┌─ TEXT SEGMENT

Coffee, chocolate, and equity

Coffee and chocolate are everyday pleasures for consumers in wealthy countries. But for the millions of farmers who produce them, life is not as sweet. Despite decades of sustainability efforts, many initiatives don’t succeed in improving farmers’ well-being. In this blog post, CDE scientist Javier G. Montoya-Zumaeta explains why coffee and cocoa value chains must be equitable, to become truly sustainable.


By Javier G. Montoya-Zumaeta

In Switzerland and other wealthy countries, coffee and chocolate are part of everyday life. They are enjoyed at breakfast tables, in offices, and in cafés around the world. Supermarket shelves and speciality shops offer an astonishing array of origins and qualities, allowing consumers to choose from single-origin coffees or artisanal chocolates with carefully curated flavour notes. From the consumer’s perspective, this abundance is pleasing.

But far away from the cafés and the chocolate boutiques, it’s a very different story.

Cocoa beans are dried in a processing plant in Peru
Cocoa beans are dried in a processing plant in Peru. Photo: Samuel Brülisauer
Women sorting dried cocoa beans, Peru.
Women sorting dried cocoa beans, Peru. Photo: Samuel Brülisauer

The cost of global markets

Across the tropics, more than 30 million farmers depend on coffee and cocoa for their livelihoods. Most of them are vulnerable smallholders, working and living under precarious conditions in remote rural areas where access to healthcare, education, and infrastructure is limited.

For these farmers, participating in global markets – transitioning from traditional agriculture to commodity-based cocoa and coffee production – has its risks. These include environmental degradation, reduced food security, and the erosion of traditional livelihoods and cultural identities.

Sustainability efforts and their limits

Over the past decades, governments, companies, and development organizations have become increasingly aware of these challenges. They have sought to reverse the negative effects of cocoa and coffee production by implementing various approaches and leading many interventions across countries of the Global South. These interventions have focused mainly on increasing the productivity of farmers – by providing access to finance, technology, and training – or on introducing certification schemes that signal socially and environmentally “responsible” production to consumers.

Cocoa farmer from Cuzco in a research interview.

└─
┌─ AVAILABLE DATA

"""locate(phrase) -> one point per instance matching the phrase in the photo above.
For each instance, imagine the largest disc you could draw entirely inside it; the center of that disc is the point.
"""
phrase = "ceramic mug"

└─

• EXERCISE REQUIREMENTS
Pick up the blog post on coffee, cocoa, and equity after its last line and write the next part. The material has no connection to the blog post on coffee, cocoa, and equity.

• RESPONSE TO THIS EXERCISE
Cocoa farmer from Cuzco in a research interview. Photo: Diego Zavaleta


Despite their good intentions, many of these efforts have fallen short. One reason is that they tend to overlook deep-rooted power imbalances within agri-food value chains that, inevitably, affect the sustainability of the intervention. Generally, they focus on what farmers produce and how they produce it, paying less attention to how value chains are organized and who holds power within them.

In these value chains, farmers have little influence over the conditions under which their products are traded, processed, and sold, and they are granted only a small share of the final value. As a result, participating in these markets often brings limited improvements to their livelihoods.

Why equity matters

To address these imbalances, it is essential to examine relationships among the different actors in coffee and cocoa value chains. How equitable are they? While what is considered “fair” can vary depending on the institutional, social, cultural, and environmental context, it is widely agreed that equity has at least three interrelated dimensions:

First, there is distributional equity, which looks at how benefits and costs are shared.

Second, procedural equity, which asks who can meaningfully participate in decisions that affect their livelihoods.

And third, recognitional equity, which is about whose identities, knowledge, and lived realities are acknowledged and respected.

These dimensions are widely discussed in theory but not often examined empirically – especially from the perspective of the farmer.

Typical coffee landscape in Cuzco, Peru, with hills, tree cover, and coffee
Typical coffee landscape in Cuzco, Peru. Photo: Samuel Brülisauer

Evidence from Peru

In my research for the COMPASS project, I explore how current sustainability governance approaches in coffee and cocoa value chains incorporate these dimensions of equity – and whether this matters for farmers’ well-being.

My research focuses on Peru, the country of my birth and one of the most thriving players in both the coffee and cocoa sectors in recent years. In 2023, Peru ranked eighth worldwide in production volumes for both crops, with a growing share certified as organic. A large amount of this production takes place in the Amazon region, one of the most ecologically significant areas on the planet.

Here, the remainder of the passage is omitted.